Extracted text:
Start of Block
Amid Death Threats & Struggle, Hope for a Better Pakistan

Military personnel involved in managing the press (from back home) have also repeatedly reached out to me directly. Three times publicly via social media, and few times privately via phone, asking me to return, but assuring my guarantee only if I start doing “positive reporting”, and stop writing or publicly speaking critically about the Pakistan Army. (‘Positive journalism’ is a term that the chief of the military media cell General Asif Ghafoor recently spoke about in a press conference).
And now there are even more serious threats that I have become privy to. I recently met with Western law enforcement authorities and found out about a plot to assassinate me, if I were to ever return to my country.
I was also advised to not visit Pakistan embassies and Pakistan-friendly countries. Similar advisories have been received by other Pakistanis critical of the military.
This latest development has put me in a dilemma. I keep wondering if all this life-threatening struggle is worth it?
In this last one year, I have thought many times about giving up my fight to speak up about Pakistan and the wrongs there, and focus on something else in life.
But one thought makes me continue – I want to see a better Pakistan.
I want to see a Pakistan where human rights are not abused, where pluralism is celebrated and freedom of expression is a guarantee. And a Pakistan where I can return to to live again and not be killed.
End of Block
(Records excerpted from a collection)
Start of Block
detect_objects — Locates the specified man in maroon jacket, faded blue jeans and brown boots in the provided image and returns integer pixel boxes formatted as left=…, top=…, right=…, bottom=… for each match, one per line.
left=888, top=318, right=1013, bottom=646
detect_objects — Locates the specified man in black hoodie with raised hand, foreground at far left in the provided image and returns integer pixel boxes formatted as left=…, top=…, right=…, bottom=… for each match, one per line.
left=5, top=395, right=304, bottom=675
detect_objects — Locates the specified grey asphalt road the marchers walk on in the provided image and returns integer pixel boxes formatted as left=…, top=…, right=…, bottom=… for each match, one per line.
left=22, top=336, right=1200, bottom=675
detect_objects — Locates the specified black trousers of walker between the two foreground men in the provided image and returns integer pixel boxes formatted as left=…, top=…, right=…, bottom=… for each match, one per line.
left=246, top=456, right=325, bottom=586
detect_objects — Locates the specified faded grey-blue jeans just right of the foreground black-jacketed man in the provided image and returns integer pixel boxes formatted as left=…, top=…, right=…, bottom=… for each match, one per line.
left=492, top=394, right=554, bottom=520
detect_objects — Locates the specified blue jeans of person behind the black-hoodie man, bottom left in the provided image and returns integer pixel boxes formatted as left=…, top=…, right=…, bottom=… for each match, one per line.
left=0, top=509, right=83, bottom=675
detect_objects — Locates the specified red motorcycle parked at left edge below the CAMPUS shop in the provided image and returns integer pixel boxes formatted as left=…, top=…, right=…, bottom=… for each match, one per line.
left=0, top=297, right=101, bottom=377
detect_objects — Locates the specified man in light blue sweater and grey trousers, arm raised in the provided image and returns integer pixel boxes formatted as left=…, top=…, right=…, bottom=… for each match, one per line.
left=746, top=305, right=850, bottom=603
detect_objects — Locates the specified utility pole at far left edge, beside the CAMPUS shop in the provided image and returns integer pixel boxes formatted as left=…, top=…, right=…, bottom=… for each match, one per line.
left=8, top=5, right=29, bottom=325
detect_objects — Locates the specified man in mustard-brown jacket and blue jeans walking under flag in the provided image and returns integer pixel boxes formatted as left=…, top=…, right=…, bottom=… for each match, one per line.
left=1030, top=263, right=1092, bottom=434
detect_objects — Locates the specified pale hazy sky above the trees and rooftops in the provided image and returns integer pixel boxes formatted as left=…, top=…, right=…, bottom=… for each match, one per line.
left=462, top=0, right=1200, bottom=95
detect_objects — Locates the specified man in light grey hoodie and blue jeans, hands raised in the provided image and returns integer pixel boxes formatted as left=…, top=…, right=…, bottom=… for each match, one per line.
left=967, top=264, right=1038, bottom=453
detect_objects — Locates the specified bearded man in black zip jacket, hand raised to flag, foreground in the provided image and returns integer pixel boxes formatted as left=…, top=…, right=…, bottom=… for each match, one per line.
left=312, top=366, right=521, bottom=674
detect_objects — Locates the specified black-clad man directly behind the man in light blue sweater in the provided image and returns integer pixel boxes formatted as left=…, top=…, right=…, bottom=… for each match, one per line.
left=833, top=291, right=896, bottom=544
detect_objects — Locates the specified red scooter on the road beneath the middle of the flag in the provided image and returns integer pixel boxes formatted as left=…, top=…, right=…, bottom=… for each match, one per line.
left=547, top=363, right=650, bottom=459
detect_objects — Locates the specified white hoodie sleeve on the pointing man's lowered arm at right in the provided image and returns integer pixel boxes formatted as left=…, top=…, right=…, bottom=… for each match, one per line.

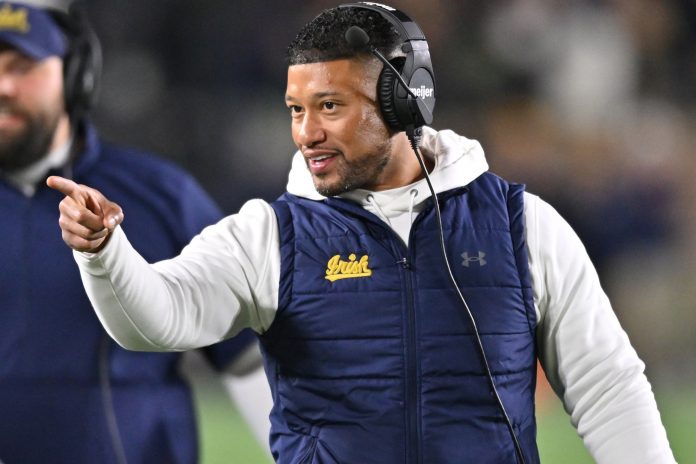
left=525, top=194, right=675, bottom=464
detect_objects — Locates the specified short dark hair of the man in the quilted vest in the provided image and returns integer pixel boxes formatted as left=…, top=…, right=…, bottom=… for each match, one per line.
left=287, top=8, right=400, bottom=66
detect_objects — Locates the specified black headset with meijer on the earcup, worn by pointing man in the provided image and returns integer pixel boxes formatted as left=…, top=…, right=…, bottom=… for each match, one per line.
left=338, top=2, right=435, bottom=132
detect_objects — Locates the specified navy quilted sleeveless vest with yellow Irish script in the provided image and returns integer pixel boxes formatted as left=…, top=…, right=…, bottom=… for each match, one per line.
left=261, top=174, right=539, bottom=464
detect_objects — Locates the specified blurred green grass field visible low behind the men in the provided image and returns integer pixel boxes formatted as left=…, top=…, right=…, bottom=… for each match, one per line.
left=194, top=379, right=696, bottom=464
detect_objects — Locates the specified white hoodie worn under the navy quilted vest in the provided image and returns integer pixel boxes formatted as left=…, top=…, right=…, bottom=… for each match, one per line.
left=75, top=127, right=675, bottom=464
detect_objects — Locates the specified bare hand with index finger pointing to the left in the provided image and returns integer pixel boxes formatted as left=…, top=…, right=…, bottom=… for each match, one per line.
left=46, top=176, right=123, bottom=253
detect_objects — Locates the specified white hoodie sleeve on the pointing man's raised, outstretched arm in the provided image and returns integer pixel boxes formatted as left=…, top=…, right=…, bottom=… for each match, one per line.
left=74, top=200, right=280, bottom=351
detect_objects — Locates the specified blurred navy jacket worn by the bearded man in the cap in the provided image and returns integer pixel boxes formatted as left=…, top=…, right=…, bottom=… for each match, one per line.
left=0, top=123, right=253, bottom=464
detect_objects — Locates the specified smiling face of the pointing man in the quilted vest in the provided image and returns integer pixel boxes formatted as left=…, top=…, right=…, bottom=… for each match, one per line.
left=285, top=59, right=416, bottom=196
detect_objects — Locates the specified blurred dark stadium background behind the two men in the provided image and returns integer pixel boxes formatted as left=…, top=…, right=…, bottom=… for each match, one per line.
left=64, top=0, right=696, bottom=463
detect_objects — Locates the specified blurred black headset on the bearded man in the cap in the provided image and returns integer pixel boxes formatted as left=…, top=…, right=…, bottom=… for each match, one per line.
left=46, top=3, right=102, bottom=121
End of Block
Instructions:
[a] Set down, word for word, everything in the essay on hope for a better Pakistan from "I was also advised" down to "else in life.".
[b] In the essay on hope for a better Pakistan, what qualities does the writer list for the Pakistan they want to see?

Solved tasks:
[a]
I was also advised to not visit Pakistan embassies and Pakistan-friendly countries. Similar advisories have been received by other Pakistanis critical of the military.
This latest development has put me in a dilemma. I keep wondering if all this life-threatening struggle is worth it?
In this last one year, I have thought many times about giving up my fight to speak up about Pakistan and the wrongs there, and focus on something else in life.

[b]
- Human rights are not abused.
- Pluralism is celebrated.
- Freedom of expression is a guarantee.
- The writer can return to live again and not be killed.